Goal |
Extract every line of the data below that contains the string "kong", and copy each one in full.

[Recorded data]
<<<<

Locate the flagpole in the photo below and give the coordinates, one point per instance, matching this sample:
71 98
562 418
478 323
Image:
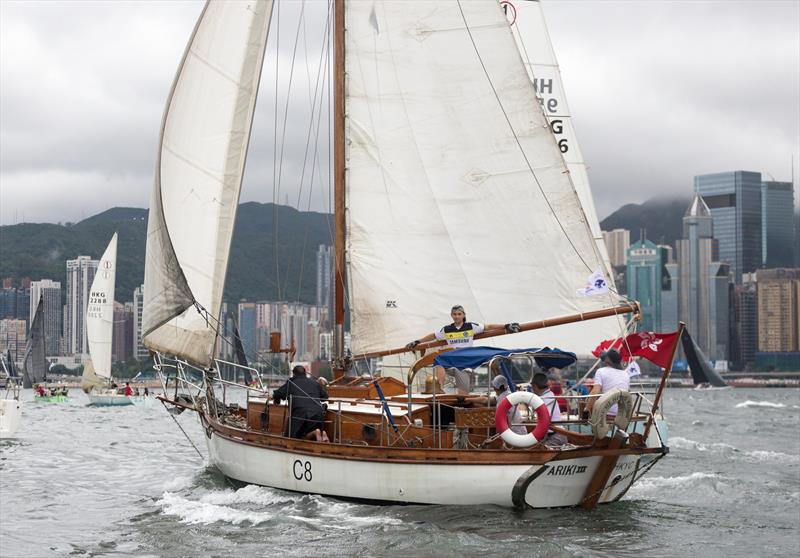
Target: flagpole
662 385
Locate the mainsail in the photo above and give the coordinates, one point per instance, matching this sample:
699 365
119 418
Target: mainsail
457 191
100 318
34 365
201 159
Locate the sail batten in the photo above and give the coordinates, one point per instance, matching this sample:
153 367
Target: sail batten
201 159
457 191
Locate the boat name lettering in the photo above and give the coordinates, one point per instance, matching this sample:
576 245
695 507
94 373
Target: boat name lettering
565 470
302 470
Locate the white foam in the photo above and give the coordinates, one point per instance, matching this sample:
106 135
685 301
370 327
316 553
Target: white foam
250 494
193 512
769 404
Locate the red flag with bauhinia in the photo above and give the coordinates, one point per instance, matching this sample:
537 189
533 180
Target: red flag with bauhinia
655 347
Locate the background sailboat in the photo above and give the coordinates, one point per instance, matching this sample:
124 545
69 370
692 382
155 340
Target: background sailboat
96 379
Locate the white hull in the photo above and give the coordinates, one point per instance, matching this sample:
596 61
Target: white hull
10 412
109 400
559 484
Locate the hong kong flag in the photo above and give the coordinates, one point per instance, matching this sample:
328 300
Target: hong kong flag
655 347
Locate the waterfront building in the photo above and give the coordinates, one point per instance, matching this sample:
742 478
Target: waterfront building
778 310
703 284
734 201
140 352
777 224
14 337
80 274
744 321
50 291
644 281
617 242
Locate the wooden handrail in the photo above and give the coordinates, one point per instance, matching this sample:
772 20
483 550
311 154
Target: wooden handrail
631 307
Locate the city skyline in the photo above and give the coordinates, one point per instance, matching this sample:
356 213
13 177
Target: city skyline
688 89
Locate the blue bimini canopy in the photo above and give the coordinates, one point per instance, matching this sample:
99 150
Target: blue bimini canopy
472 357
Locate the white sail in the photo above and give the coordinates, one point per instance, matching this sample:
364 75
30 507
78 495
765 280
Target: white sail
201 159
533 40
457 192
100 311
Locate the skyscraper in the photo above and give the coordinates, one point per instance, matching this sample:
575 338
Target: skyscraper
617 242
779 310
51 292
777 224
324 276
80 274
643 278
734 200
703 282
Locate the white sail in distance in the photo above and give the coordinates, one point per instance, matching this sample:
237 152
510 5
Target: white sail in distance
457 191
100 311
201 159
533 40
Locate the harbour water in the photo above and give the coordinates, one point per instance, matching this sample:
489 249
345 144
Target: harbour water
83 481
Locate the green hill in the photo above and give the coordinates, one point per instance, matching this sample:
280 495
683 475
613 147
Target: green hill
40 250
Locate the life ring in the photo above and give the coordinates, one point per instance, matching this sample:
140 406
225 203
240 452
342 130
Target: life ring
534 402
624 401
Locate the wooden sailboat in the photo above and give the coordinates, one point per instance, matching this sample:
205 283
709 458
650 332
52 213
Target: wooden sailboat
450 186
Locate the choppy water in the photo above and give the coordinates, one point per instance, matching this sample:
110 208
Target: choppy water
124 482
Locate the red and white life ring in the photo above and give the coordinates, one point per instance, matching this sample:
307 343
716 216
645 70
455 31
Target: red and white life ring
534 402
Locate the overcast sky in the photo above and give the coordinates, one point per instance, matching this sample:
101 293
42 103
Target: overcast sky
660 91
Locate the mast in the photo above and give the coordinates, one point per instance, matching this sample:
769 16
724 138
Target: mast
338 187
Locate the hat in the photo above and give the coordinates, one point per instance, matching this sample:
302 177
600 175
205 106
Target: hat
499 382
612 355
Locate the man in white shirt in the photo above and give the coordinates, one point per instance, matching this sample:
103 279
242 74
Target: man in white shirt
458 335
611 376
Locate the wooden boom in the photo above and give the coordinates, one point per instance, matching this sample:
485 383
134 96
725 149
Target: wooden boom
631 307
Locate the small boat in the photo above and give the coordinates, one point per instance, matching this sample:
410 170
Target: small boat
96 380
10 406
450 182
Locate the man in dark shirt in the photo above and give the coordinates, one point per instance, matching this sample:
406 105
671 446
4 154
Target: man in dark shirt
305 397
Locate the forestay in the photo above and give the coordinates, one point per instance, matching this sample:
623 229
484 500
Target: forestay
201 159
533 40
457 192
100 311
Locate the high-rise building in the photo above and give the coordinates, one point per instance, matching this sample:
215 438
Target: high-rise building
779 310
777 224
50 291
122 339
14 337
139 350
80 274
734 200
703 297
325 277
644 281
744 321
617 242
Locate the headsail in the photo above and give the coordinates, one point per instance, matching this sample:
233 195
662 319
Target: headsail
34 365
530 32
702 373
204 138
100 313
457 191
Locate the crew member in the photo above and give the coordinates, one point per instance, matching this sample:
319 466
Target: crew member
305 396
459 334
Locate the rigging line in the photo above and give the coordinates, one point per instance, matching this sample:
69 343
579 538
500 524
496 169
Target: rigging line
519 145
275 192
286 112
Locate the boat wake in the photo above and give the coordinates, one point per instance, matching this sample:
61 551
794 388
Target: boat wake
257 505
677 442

>>>>
<<<<

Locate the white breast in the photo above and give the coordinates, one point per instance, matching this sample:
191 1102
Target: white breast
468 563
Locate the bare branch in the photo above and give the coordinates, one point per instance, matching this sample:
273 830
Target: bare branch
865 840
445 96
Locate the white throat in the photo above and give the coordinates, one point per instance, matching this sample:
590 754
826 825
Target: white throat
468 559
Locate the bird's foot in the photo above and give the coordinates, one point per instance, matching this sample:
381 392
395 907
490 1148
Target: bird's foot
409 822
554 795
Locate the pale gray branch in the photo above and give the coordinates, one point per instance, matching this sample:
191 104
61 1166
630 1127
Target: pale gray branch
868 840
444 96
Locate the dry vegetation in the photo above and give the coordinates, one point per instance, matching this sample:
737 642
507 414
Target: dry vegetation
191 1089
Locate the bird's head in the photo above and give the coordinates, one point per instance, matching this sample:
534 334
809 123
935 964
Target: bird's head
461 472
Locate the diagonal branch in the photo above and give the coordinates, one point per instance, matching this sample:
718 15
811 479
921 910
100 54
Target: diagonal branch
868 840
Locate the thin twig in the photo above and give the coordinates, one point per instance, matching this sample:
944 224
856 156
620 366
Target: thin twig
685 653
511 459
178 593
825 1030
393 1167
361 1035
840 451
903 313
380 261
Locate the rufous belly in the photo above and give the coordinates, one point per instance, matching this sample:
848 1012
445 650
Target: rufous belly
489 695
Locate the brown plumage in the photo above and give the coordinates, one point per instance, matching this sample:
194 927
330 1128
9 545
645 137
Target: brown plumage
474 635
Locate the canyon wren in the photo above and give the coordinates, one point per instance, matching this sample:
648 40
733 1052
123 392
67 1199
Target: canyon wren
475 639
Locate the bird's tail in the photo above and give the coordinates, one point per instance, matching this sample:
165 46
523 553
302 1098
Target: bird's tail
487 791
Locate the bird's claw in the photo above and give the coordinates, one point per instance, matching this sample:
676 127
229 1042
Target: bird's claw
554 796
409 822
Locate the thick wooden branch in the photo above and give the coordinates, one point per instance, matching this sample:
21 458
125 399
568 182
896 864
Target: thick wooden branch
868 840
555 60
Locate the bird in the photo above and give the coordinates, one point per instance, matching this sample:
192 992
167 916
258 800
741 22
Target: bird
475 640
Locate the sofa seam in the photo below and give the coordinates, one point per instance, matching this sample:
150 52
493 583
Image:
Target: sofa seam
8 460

>>>>

The reply |
Locate the hong kong flag in the photo above and give the coordinates, one point per instance, matching this sample:
Target: hong kong flag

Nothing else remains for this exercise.